**STATED EXERCISE**
Repeat word for word the part of the earthquake post between "What is happening" and "get this information.", inclusive.

**QUOTED TEXT**
----

Jude11, that is perfectly normal and in fact nowhere near how it often is. An earthquake over a 1.0 occurs once every 6 seconds. After a larger earthquake swarms of aftershocks happen. All normal. Those quakes define the Ring of Fire.

What is happening is that people who don't know this are suddenly inside an information overload called the Internet. Where before you only heard of the largest and most destructive, you can now click a link and see them all at once. It's understandable it could be alarming, but really nothing has changed or is new other than how we get this information.

Earthquakes along the edge of the Pacific Plate have been going on since long before Man came into existence. "The Big One" can happen at any time near Los Angeles, San Francisco, offshore from Eureka California or up near Seattle. It can also happen here where I live in Anchorage. It's no different than living in Tornado Alley or along the coasts often hit by Hurricanes, not to mention in a flood plain. If we all immersed ourselves in this we would all go mad and there is no place on the Earth safe from a natural disaster.

----

**PROVIDED MATERIAL**
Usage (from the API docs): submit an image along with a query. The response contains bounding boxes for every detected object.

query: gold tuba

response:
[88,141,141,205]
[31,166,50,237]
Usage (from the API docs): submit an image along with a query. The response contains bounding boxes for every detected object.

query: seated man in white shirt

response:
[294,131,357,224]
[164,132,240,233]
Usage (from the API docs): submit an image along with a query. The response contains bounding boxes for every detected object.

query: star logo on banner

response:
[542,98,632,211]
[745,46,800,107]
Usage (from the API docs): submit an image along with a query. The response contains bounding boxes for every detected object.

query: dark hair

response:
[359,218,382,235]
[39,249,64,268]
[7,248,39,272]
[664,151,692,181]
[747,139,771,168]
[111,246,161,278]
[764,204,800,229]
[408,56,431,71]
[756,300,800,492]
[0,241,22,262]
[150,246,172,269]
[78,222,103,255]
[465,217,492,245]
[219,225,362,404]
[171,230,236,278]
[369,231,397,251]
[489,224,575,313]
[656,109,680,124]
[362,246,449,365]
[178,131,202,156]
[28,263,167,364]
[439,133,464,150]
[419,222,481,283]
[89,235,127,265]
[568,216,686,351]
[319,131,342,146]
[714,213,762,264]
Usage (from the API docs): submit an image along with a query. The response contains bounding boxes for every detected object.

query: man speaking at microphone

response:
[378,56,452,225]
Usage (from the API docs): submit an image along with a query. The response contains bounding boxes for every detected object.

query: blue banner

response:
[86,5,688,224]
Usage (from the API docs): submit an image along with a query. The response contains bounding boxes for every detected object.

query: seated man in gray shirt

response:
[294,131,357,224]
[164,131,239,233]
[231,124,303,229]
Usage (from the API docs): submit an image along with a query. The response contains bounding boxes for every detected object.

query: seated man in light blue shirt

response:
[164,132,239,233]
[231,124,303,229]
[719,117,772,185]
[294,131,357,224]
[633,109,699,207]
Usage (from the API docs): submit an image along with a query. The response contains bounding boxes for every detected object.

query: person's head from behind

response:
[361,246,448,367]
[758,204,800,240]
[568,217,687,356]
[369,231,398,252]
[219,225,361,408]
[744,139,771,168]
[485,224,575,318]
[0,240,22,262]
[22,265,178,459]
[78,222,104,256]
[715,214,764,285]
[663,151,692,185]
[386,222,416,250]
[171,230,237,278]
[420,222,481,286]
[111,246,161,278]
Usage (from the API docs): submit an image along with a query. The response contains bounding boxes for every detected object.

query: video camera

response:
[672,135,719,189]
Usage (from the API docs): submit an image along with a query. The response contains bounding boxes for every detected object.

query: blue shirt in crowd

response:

----

**SOLUTION TO THIS EXERCISE**
What is happening is that people who don't know this are suddenly inside an information overload called the Internet. Where before you only heard of the largest and most destructive, you can now click a link and see them all at once. It's understandable it could be alarming, but really nothing has changed or is new other than how we get this information.